What you need to do »
All lines in the entries below that hold "instance" make up the answer.

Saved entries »
◆ ◆ ◆ ◆ ◆

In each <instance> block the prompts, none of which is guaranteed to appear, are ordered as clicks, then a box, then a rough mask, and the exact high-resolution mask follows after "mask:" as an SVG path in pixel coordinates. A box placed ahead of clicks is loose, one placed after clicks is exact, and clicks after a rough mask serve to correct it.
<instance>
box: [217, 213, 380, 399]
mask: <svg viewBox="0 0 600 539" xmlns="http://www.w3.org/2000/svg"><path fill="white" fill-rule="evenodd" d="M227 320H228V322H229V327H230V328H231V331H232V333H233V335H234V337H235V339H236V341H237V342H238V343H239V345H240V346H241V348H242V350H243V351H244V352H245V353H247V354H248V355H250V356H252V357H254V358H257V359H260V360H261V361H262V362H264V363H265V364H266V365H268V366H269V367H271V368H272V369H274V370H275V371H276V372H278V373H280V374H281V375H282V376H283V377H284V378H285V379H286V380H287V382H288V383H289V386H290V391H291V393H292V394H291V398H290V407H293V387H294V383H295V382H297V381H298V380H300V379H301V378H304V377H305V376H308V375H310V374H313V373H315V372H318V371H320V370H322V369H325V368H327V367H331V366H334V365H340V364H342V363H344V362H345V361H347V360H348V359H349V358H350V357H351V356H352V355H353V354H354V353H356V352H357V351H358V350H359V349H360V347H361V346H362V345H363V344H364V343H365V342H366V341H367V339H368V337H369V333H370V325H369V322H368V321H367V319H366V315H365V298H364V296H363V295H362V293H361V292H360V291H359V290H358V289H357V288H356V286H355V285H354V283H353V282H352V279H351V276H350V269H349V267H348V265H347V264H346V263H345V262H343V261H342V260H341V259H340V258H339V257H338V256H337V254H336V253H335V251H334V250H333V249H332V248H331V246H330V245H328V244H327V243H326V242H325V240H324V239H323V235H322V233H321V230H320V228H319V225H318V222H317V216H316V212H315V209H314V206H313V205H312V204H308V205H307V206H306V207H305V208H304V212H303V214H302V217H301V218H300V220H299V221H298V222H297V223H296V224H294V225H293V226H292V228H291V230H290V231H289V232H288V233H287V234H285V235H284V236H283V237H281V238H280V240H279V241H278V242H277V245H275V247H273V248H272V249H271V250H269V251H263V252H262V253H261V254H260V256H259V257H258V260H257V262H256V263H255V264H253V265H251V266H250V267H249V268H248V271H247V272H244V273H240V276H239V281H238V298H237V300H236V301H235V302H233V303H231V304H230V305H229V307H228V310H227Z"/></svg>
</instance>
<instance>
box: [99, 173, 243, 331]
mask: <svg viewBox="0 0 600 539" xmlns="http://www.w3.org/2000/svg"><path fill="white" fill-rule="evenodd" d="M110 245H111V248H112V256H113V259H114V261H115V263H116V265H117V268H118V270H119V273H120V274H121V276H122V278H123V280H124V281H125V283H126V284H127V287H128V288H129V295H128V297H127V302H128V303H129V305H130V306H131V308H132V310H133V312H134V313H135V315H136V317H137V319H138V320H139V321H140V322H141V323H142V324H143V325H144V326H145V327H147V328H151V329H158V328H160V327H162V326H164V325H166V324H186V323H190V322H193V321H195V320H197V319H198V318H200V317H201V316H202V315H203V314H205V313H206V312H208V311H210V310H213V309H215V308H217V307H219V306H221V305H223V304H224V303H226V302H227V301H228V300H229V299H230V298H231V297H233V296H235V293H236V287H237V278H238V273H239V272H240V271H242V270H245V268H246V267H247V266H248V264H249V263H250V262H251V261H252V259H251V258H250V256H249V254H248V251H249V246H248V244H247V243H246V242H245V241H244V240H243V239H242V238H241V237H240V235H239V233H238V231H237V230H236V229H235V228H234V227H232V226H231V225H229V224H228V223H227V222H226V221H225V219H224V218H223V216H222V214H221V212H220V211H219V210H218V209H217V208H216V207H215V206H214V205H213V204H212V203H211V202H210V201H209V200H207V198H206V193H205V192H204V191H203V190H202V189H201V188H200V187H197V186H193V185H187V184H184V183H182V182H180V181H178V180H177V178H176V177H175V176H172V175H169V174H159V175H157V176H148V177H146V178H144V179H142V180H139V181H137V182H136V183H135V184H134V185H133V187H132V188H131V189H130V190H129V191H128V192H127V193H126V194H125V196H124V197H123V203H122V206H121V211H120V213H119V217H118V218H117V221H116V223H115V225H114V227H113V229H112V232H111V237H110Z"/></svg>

◆ ◆ ◆ ◆ ◆

Answer for this exercise »
In each <instance> block the prompts, none of which is guaranteed to appear, are ordered as clicks, then a box, then a rough mask, and the exact high-resolution mask follows after "mask:" as an SVG path in pixel coordinates. A box placed ahead of clicks is loose, one placed after clicks is exact, and clicks after a rough mask serve to correct it.
<instance>
</instance>
<instance>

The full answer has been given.